[Saved entries]
>>>

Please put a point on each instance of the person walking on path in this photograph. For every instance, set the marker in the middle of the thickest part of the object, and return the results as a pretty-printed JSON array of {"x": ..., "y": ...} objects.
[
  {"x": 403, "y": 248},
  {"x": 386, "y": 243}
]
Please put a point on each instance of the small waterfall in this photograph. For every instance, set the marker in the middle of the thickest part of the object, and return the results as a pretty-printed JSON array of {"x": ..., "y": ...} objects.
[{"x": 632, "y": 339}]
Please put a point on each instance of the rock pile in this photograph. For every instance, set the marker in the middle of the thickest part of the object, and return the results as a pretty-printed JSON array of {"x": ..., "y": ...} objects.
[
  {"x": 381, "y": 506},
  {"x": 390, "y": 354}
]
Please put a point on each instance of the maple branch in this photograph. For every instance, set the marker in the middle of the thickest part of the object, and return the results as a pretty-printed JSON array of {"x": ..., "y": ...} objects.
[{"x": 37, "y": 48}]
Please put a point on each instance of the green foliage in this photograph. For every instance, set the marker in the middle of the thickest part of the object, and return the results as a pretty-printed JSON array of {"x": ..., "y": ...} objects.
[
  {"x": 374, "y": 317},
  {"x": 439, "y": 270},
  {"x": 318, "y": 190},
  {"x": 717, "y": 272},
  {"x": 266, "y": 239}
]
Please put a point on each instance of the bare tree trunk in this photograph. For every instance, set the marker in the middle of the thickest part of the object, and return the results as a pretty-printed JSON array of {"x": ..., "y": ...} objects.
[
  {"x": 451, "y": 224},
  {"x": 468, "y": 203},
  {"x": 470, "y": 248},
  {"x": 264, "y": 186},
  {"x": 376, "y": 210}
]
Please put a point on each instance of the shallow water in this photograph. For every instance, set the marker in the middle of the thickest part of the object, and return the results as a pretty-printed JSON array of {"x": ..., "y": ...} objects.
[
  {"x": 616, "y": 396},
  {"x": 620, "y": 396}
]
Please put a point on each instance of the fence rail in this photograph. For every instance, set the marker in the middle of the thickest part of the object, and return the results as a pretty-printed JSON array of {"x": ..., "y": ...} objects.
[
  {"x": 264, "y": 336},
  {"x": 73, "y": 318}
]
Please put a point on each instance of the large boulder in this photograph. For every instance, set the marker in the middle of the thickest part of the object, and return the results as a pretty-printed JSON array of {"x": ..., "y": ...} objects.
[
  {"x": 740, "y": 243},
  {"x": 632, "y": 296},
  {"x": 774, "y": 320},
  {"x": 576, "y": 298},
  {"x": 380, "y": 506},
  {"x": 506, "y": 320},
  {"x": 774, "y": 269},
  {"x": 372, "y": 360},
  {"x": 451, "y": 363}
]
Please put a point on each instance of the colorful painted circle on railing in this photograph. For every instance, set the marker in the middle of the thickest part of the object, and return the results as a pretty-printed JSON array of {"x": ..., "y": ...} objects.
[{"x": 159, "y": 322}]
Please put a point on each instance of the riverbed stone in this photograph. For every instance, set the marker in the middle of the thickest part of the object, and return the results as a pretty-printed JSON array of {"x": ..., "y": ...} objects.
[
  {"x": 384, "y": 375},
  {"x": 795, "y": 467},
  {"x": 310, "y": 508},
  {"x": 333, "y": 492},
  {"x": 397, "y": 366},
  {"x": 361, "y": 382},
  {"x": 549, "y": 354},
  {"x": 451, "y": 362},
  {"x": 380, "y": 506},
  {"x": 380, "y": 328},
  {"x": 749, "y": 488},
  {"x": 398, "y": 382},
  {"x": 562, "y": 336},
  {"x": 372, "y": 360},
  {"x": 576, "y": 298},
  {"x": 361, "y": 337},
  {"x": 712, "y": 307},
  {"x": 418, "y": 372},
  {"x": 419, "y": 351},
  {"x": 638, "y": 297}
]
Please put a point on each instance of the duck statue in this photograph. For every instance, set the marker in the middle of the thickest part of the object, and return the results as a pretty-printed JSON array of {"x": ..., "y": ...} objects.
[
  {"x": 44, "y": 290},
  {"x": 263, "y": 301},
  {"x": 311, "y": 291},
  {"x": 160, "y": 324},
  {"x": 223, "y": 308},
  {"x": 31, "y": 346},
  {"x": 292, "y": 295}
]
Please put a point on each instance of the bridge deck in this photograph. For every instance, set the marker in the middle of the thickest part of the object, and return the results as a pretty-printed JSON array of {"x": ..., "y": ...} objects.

<<<

_What is required_: Format the lines from the one containing "Please put a point on each instance of the duck" through the end of the entries as a Markdown table with the columns Row and Line. Give each line a row number and leave out blank lines.

_Result of this task_:
| Row | Line |
|---|---|
| 1 | Please put a point on each instance of the duck statue in this photograph. For every instance, set the marker in the middle of the thickest part of the object, and return the results as a pretty-printed JSON array of {"x": ..., "y": ...} objects. |
| 2 | [ |
| 3 |   {"x": 44, "y": 290}, |
| 4 |   {"x": 263, "y": 301}, |
| 5 |   {"x": 311, "y": 291}, |
| 6 |   {"x": 160, "y": 324}, |
| 7 |   {"x": 223, "y": 308}, |
| 8 |   {"x": 31, "y": 346}, |
| 9 |   {"x": 292, "y": 295} |
| 10 | ] |
| 11 | Please put a point on each instance of the bridge deck in this photograph. For every instance, set the marker in the middle of the thickest part of the object, and return the results as a pretty-printed JSON array of {"x": ..., "y": ...} objects. |